* _Exercise prompt_
Nothing but the data below, returned exactly, should appear in the answer.

━━━━━ Data provided

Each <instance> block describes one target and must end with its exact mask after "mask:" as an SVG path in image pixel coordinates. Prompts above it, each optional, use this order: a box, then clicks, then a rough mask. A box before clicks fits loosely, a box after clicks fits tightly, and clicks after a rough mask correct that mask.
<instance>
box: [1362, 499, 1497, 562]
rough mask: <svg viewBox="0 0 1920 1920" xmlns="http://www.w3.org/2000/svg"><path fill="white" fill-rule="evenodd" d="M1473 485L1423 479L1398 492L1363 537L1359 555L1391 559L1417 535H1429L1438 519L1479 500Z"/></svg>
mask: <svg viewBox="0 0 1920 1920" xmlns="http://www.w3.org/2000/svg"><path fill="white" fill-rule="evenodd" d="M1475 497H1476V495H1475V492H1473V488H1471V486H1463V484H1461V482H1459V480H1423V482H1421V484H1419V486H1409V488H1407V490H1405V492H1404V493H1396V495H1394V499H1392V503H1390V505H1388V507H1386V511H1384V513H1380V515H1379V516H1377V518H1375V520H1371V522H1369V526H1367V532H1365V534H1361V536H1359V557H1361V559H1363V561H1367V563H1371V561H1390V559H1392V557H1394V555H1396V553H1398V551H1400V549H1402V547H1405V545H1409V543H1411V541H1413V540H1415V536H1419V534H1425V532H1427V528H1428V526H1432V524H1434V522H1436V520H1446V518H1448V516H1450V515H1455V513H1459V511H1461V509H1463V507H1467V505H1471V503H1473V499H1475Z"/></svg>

━━━━━━━━━━

* _Reply_
Each <instance> block describes one target and must end with its exact mask after "mask:" as an SVG path in image pixel coordinates. Prompts above it, each optional, use this order: a box, then clicks, then a rough mask. A box before clicks fits loosely, a box after clicks fits tightly, and clicks after a rough mask correct that mask.
<instance>
box: [1362, 499, 1497, 562]
rough mask: <svg viewBox="0 0 1920 1920" xmlns="http://www.w3.org/2000/svg"><path fill="white" fill-rule="evenodd" d="M1473 485L1423 479L1398 492L1363 537L1359 555L1391 559L1417 535H1429L1438 519L1479 500Z"/></svg>
mask: <svg viewBox="0 0 1920 1920" xmlns="http://www.w3.org/2000/svg"><path fill="white" fill-rule="evenodd" d="M1475 497H1476V495H1475V492H1473V488H1471V486H1463V484H1461V482H1459V480H1423V482H1421V484H1419V486H1409V488H1407V490H1405V492H1404V493H1396V495H1394V499H1392V503H1390V505H1388V507H1386V511H1384V513H1380V515H1379V516H1377V518H1375V520H1371V522H1369V526H1367V532H1365V534H1361V536H1359V557H1361V559H1363V561H1367V563H1371V561H1390V559H1392V557H1394V555H1396V553H1398V551H1400V549H1402V547H1405V545H1409V543H1411V541H1413V540H1415V536H1419V534H1425V532H1427V528H1428V526H1432V524H1434V522H1436V520H1446V518H1448V516H1450V515H1455V513H1459V511H1461V509H1463V507H1467V505H1471V503H1473V499H1475Z"/></svg>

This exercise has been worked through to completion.